What is being asked: Copy each of the following lines character for character, leaving out any pictures.

Extracted material:

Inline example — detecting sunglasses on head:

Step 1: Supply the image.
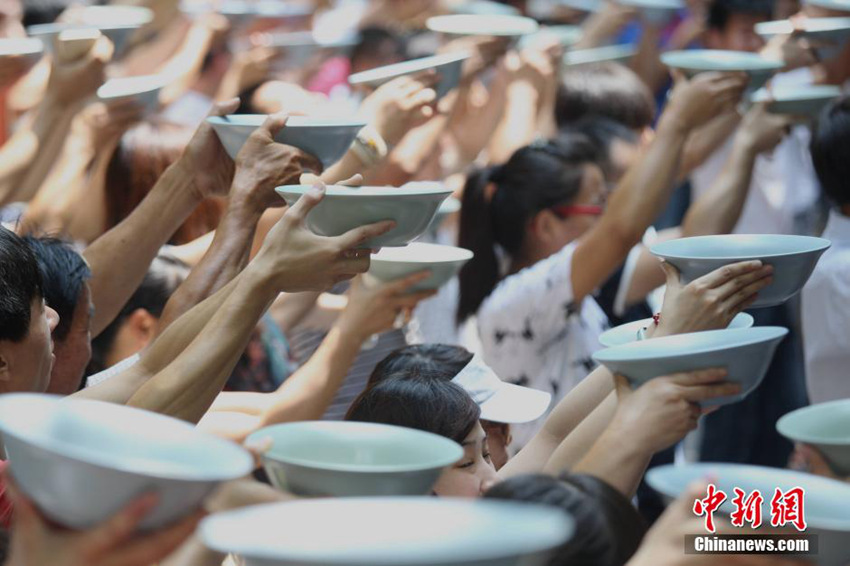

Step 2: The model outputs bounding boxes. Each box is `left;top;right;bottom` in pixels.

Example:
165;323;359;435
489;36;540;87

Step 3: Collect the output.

Task answer:
Inline example — detecting sunglasses on head:

Step 1: Supply the image.

Step 2: The model outputs bounding boxes. Each box is `left;top;right;bottom` in pixels.

Example:
165;323;359;435
489;36;540;87

Step 3: Collect the output.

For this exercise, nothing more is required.